### Extract

Second-Half Strikes Condemn Everton To Goodison Defeat

Everton missed the opportunity to close the gap on the Premier League’s top-four after struggling to summon the zip and energy against Fulham which proved the difference when Tottenham Hotspur were defeated in midweek.

Carlo Ancelotti’s side hit the post when the game was still goalless but Fulham created the majority of openings.

The away team struck twice inside 17 second-half minutes – Josh Maja the scorer both times – to claim the points.

There was a Goodison Park debut for Joshua King, who ran hard in his 34 minutes on the field.

He had the ball in the net on 78 minutes but had drifted a foot offside when Andre Gomes flashed in a cross from the right.

Everton remain seventh and three points behind fourth.

They have precious little time to lick their wounds with Manchester City due at Goodison Park in 72 hours.

Ancelotti’s team have reacted positively to adversity this season – only once losing successive matches – and they will require a characteristically spirited response against league leaders City.

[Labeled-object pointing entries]
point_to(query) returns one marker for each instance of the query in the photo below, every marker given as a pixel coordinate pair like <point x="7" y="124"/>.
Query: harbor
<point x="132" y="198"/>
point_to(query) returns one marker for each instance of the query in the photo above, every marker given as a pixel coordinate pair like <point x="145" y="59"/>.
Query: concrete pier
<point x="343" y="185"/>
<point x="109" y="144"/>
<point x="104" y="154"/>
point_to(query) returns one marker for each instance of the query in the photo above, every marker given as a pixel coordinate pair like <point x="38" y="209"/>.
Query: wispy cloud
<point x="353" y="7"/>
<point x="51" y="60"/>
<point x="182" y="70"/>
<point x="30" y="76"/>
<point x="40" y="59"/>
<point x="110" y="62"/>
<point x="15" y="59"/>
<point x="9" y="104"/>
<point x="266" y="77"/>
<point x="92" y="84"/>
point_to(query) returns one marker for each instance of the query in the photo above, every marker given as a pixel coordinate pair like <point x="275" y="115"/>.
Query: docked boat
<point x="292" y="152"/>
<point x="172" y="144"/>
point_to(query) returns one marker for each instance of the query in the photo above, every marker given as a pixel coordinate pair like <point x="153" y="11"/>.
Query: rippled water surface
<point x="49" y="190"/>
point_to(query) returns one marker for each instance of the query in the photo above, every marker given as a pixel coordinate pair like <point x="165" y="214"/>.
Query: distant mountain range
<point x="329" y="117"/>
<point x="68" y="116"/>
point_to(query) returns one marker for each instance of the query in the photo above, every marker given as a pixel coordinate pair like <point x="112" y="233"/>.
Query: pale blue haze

### Task instructions
Carry on the match report on Everton's home defeat to Fulham from the point where it stops. The lines are not needed for anything here.

### Output for this task
Everton’s only other two defeats since the turn of the year have been followed by relatively productive sequences: three wins and a draw in the first instance, two wins and a draw second time round.

The home team waited 33 minutes for their first effort at goal on Sunday.

Until that point, Ben Godfrey stealing in at the back post but narrowly failing to connect with a Lucas Digne free-kick was about the sum of it on an attacking front for Ancelotti’s team.

Finally, though, Gomes intelligently found space in front of Fulham’s back four to receive a pass from James Rodriguez.

The attempt bounced once on the way past the post but appeared to embolden Everton, in the short term, at least.


Bobby Decordova-Reid wanted time on Everton’s right 60 seconds later but James wasn’t having it, directing the ball to Seamus Coleman in the act of relieving the Fulham player of possession.

Coleman took off and, seeing an expanse of green open up in front of him, kept going. All the way to the edge of Fulham’s box where the temptation to shoot was irresistible.

It was a decent strike, too, thudding into the base of Alphonse Areola’s left post.

Coleman’s blood was up now, the defender leaving plenty on Ademola Lookman in a meaty challenge.

Lookman, to his credit, sprang to his feet but eventually got the free-kick, nonetheless.

The tackle from Coleman, you sensed, was the captain’s way of trying to strike a match under Everton’s performance.

Mason Holgate did similar – and kept it legal – when flying into Decordova-Reid shortly before half-time.

Fulham were ahead in terms of possession and attempts and Everton, not for want of trying, were unable to gain any form of momentum.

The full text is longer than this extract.